#### Supplied passage ####
Last year, the AAMC published new “competencies” that require medical schools to teach DEI canon as fact. They must ensure that students understand “intersectionality,” including “how one’s personal identities, biases, and lived experience” influence clinical practice. Medical students must also be able to “identify and address social risk factors” such as “food security, housing, utilities, transportation.” There is no debate or intellectual curiosity about these issues, just blind acceptance of the DEI worldview.

It gets worse. Medical schools must ensure that their students are well versed in a “patient’s multiple identities and how each may result in varied and multiple forms of oppression.” Specifically, students must identify “systems of power, privilege and oppression,” including “white privilege, racism, sexism, heterosexism, ableism, religious oppression.” And if the radicalism wasn’t already clear, medical students must know how to “describe . . . the impact of various systems of oppression,” including “colonialism.” That’s the language pro-Hamas apologists are now using to justify the terrorists’ murder of more than 1,200 Jews on October 7.

This isn’t free speech. It’s indoctrination in political activism that has nothing to do with patient care. The same goes for the many other ways in which the AAMC stifles speech.

Notably, it ranks medical schools based on their adherence to 89 specific DEI metrics, with the goal of ensuring that every institution is as radicalized as possible. The AAMC wants medical schools to create “a dedicated office, staff, and resources” for DEI. A stunning 97 percent of the medical schools that it surveyed already have such a permanent bureaucracy. As my colleague Jay Greene has shown, DEI departments are designed to “articulate and enforce a university-approved orthodoxy.” There’s no escape, much less the “free speech” that the AAMC now claims to support.

The AAMC simultaneously wants medical schools to create a system for reporting “bias,” which paves the way for self-censorship from faculty and students alike, jeopardizing the inquiry that sparks medical progress. The AAMC also judges whether medical schools offer tenure and promotions to faculty members who conduct DEI scholarship, replacing free speech with an explicit party line on a nonmedical topic. Finally, the AAMC wants campus leaders to participate in local, state, or national DEI forums, while “advocat[ing] for policies and/or legislation” that align with DEI. This has nothing to do with free speech and everything to do with forcing a specific set of divisive views on not just students and faculty, but society itself.
#### Supplied material ####
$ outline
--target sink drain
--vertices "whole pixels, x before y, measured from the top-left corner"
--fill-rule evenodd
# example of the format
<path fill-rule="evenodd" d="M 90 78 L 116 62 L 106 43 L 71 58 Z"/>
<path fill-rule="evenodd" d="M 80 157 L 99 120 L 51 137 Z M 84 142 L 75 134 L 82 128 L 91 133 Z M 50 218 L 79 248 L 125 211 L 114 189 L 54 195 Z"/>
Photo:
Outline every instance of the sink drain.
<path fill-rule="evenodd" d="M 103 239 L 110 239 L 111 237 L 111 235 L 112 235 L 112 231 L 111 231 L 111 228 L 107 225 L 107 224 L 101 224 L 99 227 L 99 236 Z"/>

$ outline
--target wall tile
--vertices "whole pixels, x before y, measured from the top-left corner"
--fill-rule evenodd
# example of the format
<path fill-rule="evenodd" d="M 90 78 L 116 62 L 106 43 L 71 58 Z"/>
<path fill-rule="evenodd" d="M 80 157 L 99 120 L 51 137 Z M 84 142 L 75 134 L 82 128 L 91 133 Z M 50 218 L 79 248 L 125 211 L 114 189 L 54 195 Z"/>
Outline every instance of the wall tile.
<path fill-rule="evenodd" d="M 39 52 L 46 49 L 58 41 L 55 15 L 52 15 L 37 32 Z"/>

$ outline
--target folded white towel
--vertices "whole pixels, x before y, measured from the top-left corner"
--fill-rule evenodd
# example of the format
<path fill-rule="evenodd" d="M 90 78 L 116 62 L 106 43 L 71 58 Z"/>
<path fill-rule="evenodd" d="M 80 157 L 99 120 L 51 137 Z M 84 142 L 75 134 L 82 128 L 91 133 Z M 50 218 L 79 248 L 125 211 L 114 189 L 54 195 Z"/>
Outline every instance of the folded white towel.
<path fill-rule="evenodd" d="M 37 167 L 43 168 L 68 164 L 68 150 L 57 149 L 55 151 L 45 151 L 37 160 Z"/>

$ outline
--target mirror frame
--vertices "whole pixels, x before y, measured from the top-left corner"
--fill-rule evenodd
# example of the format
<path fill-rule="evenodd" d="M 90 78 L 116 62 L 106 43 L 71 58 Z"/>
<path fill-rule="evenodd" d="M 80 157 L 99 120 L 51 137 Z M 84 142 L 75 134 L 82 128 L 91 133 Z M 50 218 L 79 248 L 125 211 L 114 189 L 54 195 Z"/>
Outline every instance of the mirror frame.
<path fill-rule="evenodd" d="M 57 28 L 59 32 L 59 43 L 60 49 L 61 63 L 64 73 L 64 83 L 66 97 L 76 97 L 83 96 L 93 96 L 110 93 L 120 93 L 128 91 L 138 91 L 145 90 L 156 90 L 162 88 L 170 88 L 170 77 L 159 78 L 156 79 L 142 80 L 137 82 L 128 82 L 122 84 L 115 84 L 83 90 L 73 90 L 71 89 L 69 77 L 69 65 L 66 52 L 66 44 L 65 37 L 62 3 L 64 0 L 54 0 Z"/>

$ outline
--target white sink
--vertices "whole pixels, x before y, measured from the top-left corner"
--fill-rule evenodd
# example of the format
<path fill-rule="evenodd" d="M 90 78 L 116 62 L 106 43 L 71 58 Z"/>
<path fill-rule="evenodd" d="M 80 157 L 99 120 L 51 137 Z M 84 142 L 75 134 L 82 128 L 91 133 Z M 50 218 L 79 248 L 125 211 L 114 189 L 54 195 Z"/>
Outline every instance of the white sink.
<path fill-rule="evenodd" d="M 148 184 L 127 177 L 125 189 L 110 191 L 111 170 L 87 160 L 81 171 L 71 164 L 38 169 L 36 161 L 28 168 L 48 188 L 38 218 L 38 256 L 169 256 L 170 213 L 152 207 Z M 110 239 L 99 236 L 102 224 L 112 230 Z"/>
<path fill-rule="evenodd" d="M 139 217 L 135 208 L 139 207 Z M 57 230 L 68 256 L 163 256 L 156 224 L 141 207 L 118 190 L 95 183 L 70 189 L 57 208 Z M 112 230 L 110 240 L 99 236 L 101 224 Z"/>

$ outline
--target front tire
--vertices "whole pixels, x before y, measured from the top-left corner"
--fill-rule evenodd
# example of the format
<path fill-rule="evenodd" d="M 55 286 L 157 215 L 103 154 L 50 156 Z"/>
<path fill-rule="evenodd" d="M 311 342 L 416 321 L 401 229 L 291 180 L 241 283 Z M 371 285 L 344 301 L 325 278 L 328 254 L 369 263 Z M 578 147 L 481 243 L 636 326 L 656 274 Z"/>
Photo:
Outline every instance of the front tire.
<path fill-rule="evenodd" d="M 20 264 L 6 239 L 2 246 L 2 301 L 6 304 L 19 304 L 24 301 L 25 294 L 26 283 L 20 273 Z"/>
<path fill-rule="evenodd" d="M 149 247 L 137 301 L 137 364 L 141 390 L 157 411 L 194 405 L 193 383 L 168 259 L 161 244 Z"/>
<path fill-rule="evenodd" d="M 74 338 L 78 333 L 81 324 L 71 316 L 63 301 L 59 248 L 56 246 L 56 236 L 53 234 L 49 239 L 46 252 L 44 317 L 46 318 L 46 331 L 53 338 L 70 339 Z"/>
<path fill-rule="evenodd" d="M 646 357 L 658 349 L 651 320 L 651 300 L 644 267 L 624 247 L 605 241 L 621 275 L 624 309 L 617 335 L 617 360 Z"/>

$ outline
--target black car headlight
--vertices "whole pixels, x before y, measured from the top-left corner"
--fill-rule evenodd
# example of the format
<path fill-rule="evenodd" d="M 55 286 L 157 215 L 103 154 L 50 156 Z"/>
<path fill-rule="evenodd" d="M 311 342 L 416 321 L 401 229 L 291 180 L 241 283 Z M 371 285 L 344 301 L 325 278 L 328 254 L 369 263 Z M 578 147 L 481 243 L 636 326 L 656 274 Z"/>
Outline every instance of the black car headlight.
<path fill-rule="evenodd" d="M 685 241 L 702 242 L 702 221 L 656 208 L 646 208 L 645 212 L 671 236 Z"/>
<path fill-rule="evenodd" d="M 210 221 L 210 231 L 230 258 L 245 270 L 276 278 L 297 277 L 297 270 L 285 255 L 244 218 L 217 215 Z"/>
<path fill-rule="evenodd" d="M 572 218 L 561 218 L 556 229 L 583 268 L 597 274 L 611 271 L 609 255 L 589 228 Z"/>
####
* **Apply what you read**:
a) Reproduce the piece on the AAMC's DEI standards from "Last year, the AAMC published" down to "the DEI worldview.", swapping "medical schools" for "medical colleges".
b) Write the next part of the piece on the AAMC's DEI standards, picking up after its final sentence.

* **Outputs by task**:
a)
Last year, the AAMC published new “competencies” that require medical colleges to teach DEI canon as fact. They must ensure that students understand “intersectionality,” including “how one’s personal identities, biases, and lived experience” influence clinical practice. Medical students must also be able to “identify and address social risk factors” such as “food security, housing, utilities, transportation.” There is no debate or intellectual curiosity about these issues, just blind acceptance of the DEI worldview.

b)
The true priority of medical education should be to train the best physicians who provide the best care to patients. DEI undermines that mission, sacrificing merit-based admissions and educational standards in favor of racial preferences and radical indoctrination. That helps explain why states like Florida are removing this harmful ideology from higher education and why other states are planning to take similar measures. While the danger of DEI is especially acute in medical schools, this ideology damages educational standards and jeopardizes free speech on every campus where it holds sway, which is to say, almost every college and university in America.

At the AAMC’s recent meeting, its president opposed state reforms on free-speech grounds, saying “we are healers, and yet today’s environment can feel anything but healing.” The real threat to healing — to say nothing of learning — is the divisive and discriminatory worldview that his organization and others are forcing on higher education. They’re now trying to hide it, but more states should see through this smoke screen and get DEI out of higher education, as soon as possible.

Stanley Goldfarb, a former associate dean at the University of Pennsylvania Perelman School of Medicine, is the chairman of Do No Harm.